WORK INSTRUCTIONS = Write out the whole listing exactly as it stands.

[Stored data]
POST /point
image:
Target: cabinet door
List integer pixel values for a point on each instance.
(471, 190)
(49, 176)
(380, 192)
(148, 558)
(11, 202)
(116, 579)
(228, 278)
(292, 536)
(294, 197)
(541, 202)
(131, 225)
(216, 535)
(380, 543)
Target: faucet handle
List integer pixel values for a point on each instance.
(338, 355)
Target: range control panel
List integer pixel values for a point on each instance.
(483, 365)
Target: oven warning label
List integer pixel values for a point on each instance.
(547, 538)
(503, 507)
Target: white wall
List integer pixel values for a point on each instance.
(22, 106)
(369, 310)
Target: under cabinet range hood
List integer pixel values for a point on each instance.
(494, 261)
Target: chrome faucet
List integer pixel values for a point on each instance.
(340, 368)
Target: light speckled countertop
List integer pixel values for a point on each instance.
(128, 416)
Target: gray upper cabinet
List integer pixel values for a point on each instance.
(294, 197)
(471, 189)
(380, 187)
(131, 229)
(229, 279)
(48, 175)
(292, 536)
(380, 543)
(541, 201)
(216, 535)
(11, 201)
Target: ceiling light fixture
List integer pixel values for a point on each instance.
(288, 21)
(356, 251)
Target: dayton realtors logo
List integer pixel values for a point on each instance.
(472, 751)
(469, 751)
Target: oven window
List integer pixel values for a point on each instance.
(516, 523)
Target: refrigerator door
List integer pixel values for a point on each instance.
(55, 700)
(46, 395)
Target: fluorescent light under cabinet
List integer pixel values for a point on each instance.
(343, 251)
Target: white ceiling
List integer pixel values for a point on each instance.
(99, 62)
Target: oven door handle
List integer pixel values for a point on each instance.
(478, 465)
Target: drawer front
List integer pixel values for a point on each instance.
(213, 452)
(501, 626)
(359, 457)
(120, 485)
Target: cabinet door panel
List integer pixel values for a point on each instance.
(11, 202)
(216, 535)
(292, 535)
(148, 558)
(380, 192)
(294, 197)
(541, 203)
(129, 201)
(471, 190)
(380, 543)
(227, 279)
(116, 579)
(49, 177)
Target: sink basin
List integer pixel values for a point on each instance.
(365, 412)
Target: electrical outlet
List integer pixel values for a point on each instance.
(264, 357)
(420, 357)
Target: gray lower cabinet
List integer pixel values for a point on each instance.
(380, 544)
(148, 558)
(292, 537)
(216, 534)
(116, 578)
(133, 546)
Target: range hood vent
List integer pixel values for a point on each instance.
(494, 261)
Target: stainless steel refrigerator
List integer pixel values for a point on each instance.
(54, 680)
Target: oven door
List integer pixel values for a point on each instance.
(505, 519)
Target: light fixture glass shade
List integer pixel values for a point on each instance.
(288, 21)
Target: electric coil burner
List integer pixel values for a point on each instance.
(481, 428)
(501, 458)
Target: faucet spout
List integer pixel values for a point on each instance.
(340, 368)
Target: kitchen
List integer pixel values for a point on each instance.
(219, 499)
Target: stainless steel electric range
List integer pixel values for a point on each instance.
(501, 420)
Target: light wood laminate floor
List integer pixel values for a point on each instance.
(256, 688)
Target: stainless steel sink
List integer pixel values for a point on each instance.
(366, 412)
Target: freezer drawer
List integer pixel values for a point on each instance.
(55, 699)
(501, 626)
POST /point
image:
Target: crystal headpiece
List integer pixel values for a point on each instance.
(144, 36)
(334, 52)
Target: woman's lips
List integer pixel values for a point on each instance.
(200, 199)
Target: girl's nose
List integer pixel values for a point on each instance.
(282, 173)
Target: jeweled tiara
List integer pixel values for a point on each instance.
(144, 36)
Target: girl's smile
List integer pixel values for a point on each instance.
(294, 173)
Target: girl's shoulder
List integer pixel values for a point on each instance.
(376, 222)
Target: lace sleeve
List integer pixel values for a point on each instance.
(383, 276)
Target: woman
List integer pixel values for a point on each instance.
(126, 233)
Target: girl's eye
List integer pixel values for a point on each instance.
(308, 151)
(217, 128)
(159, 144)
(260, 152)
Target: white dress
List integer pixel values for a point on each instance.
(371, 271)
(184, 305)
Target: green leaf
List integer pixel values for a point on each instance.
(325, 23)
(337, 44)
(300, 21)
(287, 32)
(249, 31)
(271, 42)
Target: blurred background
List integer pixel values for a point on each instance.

EXERCISE RESPONSE =
POST /point
image:
Target: cabinet door
List integer pixel values for a point on each instance.
(471, 190)
(49, 176)
(380, 192)
(148, 558)
(11, 202)
(116, 579)
(228, 278)
(292, 536)
(294, 197)
(541, 202)
(131, 225)
(216, 535)
(380, 543)
Target: faucet handle
List integer pixel values for a point on each instance.
(338, 355)
Target: range control panel
List integer pixel values for a point on each instance.
(483, 365)
Target: oven warning label
List integer pixel values for a point on each instance.
(547, 538)
(503, 507)
Target: white wall
List integer pixel values for a point on each instance.
(22, 106)
(369, 310)
Target: under cabinet range hood
List integer pixel values for a point on each instance.
(494, 261)
Target: chrome faucet
List integer pixel values for a point on each instance.
(340, 368)
Target: light speckled countertop
List integer pixel values for a point on each instance.
(128, 416)
Target: gray upper cabinet
List integer pixel values for a point on each instance.
(294, 197)
(471, 189)
(380, 187)
(131, 229)
(229, 279)
(48, 175)
(292, 536)
(380, 543)
(541, 201)
(216, 535)
(11, 201)
Target: ceiling light fixture
List integer pixel values for a point on each instance.
(288, 21)
(356, 251)
Target: dayton realtors logo
List integer pixel values for a point on each instance.
(472, 751)
(469, 751)
Target: oven window
List integer pixel values for a point on each instance.
(516, 523)
Target: refrigerator door
List integer pixel values for a point on each instance.
(55, 700)
(46, 395)
Target: fluorescent light under cabinet
List integer pixel values for a point on each instance.
(343, 251)
Target: white ceiling
List integer pixel values for a point on each instance.
(99, 62)
Target: oven door handle
List integer pixel values for a point on each instance.
(478, 465)
Target: drawer front
List integer pixel values for a point on each instance.
(213, 452)
(501, 626)
(359, 457)
(120, 485)
Target: cabinet door panel
List integer pixel values for a point on each instance.
(11, 202)
(216, 535)
(292, 535)
(148, 558)
(380, 192)
(294, 197)
(541, 203)
(129, 201)
(471, 190)
(380, 543)
(227, 279)
(116, 579)
(49, 177)
Target: sink basin
List integer pixel values for a point on each instance.
(365, 412)
Target: electrical outlet
List integer pixel values for a point on each instance.
(264, 357)
(420, 357)
Target: gray lower cabinet
List integer pixel values for a point on each instance.
(380, 544)
(148, 558)
(292, 537)
(216, 534)
(116, 578)
(133, 546)
Target: range hood vent
List integer pixel values for a point on each instance.
(494, 261)
Target: stainless steel refrigerator
List integer pixel values for a point on each instance.
(54, 680)
Target: oven door
List integer pixel values for a point on each instance.
(505, 519)
Target: light fixture glass shade
List integer pixel values for a point on each instance.
(288, 21)
Target: electric coil burner
List integer pixel values for a point on each instance.
(481, 428)
(501, 458)
Target: faucet spout
List integer pixel values for a point on each instance.
(340, 368)
Target: kitchen
List integer pixel values for a point on each instance.
(219, 499)
Target: stainless steel electric range
List integer pixel values for a point on each instance.
(501, 420)
Target: light wood laminate floor
List integer pixel values for a point on each instance.
(256, 688)
Target: stainless steel sink
List integer pixel values for a point on each instance.
(366, 412)
Target: freezer drawer
List integer pixel values for a point on each instance.
(55, 699)
(501, 626)
POST /point
image:
Target: crystal headpiece
List integer pixel values for a point on each instance.
(144, 36)
(334, 52)
Target: woman's lips
List integer pixel values for a point on each instance.
(200, 199)
Target: girl's nose
List integer pixel values for a point on each instance.
(282, 173)
Target: jeweled tiara
List integer pixel values for a point on each instance.
(144, 36)
Target: girl's smile
List integer pixel values for a point on each instance.
(294, 173)
Target: girl's shoulder
List integer pixel values for a point on each instance.
(376, 222)
Target: lace sleeve
List integer pixel values for a point on each instance.
(383, 276)
Target: woman
List integer pixel values for a point on each instance.
(126, 233)
Target: girl's eye
List integer pixel values for a point on each instance.
(308, 151)
(217, 128)
(159, 144)
(260, 152)
Target: white dress
List integer pixel values for a point on each instance.
(371, 271)
(184, 305)
Target: green leaf
List integer pixel values for a point on each instance.
(325, 23)
(337, 44)
(300, 21)
(287, 32)
(249, 31)
(271, 42)
Target: blurred background
List integer pixel values for a point on each instance.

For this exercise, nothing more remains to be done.